### Text segment
[Start of Attachment]
Will the plans for reopening early years providers take into account the fact that the vast majority will need to find a way to remain sustainable during a period when many parents may choose to keep their children home?
I certainly hope so, but confess I’m far from optimistic.
After all, despite the pivotal role that nurseries, preschools and childminders play in providing vital early learning experiences to young children - and ensuring that parents are able to go to work - early years organisations have been overlooked and undervalued by the government for years.
Coronavirus: Inadequate support for preschool providers
Nowhere has this been more evident than in its woefully inadequate support for the sector throughout the current coronavirus crisis.
How else can you explain the government’s decision to spend four weeks assuring early years providers that they would be able to rely on financial support from both continued early entitlement funding and the Coronavirus Job Retention Scheme - time that settings spent planning, budgeting and, in many cases, furloughing staff - only to renege on these assurances at the last minute, placing new limitations on how providers could access both schemes just three days before the furlough portal opened?
It’s a decision that has left many nurseries, preschools, and those childminders who employ assistants reeling.
A survey of more than 3,000 early years providers in England carried out by the Early Years Alliance found that nearly half (47 per cent) of settings that employ staff may have to consider redundancies in light of the Department for Education’s last-minute U-turn.
Neglect of early years
Of course, the sector’s challenges can be attributed to more than just a single government backpedal.
For years now, early years providers have been severely underfunded for the so-called “free entitlement” offer, with latest estimates from independent sector analyst Ceeda putting the total sector-wide funding shortfall at £824 million, not including this year’s national living wage increase.
What’s more, beyond the huge impact of the Job Retention Scheme fiasco, our survey highlighted many more areas where providers feel that government support is severely lacking.
[End of Attachment]
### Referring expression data
[Start of Attachment]
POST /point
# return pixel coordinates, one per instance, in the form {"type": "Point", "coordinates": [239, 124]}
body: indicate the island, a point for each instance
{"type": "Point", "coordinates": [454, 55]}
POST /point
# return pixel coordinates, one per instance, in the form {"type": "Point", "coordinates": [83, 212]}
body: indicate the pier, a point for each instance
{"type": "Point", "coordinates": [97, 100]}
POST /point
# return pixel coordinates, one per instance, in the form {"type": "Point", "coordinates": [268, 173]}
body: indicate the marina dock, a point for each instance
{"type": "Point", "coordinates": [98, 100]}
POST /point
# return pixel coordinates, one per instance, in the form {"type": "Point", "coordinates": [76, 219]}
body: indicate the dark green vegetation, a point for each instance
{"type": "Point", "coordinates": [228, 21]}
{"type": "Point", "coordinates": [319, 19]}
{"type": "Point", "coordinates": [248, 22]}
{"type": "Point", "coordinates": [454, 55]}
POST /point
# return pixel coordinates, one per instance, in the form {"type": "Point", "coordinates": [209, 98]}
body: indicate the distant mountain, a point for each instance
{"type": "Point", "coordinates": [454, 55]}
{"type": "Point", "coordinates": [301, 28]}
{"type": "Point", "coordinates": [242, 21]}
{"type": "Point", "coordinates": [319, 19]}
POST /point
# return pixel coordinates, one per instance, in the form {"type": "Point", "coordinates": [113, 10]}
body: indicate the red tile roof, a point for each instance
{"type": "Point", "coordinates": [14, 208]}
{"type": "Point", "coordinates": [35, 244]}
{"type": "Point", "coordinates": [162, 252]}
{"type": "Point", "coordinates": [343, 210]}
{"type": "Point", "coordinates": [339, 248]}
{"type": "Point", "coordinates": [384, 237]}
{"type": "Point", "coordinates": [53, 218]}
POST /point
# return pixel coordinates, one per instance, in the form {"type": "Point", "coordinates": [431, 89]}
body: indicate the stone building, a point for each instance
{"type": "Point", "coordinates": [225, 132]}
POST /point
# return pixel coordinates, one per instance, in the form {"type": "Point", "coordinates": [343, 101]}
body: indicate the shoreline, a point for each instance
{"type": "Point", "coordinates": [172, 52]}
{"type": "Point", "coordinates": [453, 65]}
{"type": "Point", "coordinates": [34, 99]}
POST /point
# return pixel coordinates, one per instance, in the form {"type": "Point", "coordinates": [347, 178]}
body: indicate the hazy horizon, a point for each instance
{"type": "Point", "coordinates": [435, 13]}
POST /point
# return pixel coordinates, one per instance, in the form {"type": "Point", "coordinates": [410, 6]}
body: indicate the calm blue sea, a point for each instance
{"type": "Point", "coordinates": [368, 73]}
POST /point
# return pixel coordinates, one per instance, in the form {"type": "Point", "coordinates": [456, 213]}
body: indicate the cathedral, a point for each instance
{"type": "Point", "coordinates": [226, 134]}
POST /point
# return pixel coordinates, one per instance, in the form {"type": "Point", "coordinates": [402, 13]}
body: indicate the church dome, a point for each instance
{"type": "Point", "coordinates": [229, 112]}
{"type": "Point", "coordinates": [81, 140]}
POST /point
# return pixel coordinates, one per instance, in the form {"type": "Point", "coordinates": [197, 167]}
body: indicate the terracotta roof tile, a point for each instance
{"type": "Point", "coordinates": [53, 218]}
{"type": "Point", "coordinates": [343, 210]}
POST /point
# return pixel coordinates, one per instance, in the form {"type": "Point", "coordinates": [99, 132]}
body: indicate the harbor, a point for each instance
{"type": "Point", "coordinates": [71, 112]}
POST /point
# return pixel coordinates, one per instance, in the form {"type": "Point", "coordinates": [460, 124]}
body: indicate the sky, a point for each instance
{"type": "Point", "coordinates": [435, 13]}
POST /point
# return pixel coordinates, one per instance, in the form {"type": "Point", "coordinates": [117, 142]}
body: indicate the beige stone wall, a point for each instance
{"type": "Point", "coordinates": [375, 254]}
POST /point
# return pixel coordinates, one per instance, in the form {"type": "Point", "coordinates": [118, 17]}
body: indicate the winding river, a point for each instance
[End of Attachment]
### Task 1
From the early years funding article, copy the passage that opens with "What’s more, beyond" and closes after "is severely lacking.".
### Task 2
Write what comes next in the article on government support for early years providers, picking up after its final sentence.

### Exercise answer 1
What’s more, beyond the huge impact of the Job Retention Scheme fiasco, our survey highlighted many more areas where providers feel that government support is severely lacking.

### Exercise answer 2
For example: the exclusion of many nurseries and preschools from valuable business support grants, the lack of financial support for self-employed childminders until June, and the lack of any support for newly employed childminders whatsoever, to name just a few.
Given that we, as a sector, were already teetering on the edge of a full-blown crisis long before the coronavirus outbreak, it beggars belief the government has failed to make a concerted effort to ensure that providers are able to survive this period.
And what has the result of this inexplicable inaction been?
One in four providers who responded to our survey said they think it’s “unlikely” that they will still be operating in 12 months’ time.
Huge ramifications
Even if the government doesn’t care about the sector itself - and its actions to date sadly suggest that this may well be the case - surely from a practical perspective, it is in the country’s best interests to have a functional, sustainable childcare sector, especially as we look to come out of lockdown and into some kind of normality.
Private and voluntary nurseries, preschools and childminders look after well over a million children across England.
If a quarter, or anywhere near that number, close in the next 12 months, what impact is that going to have on parents returning to the workplace, something that is absolutely pivotal to rebuilding the economy?
And let’s not forget that many teachers are parents of young children, too, meaning that mass early years closures would pose a significant challenge to getting schools back to normal, as the government has made clear is its priority.
These are unprecedented times, but ministers need to think long-term - and that means doing whatever is necessary to ensure the survival of a sector that, whether the government likes to acknowledge it or not, is pivotal to the smooth running of society as a whole.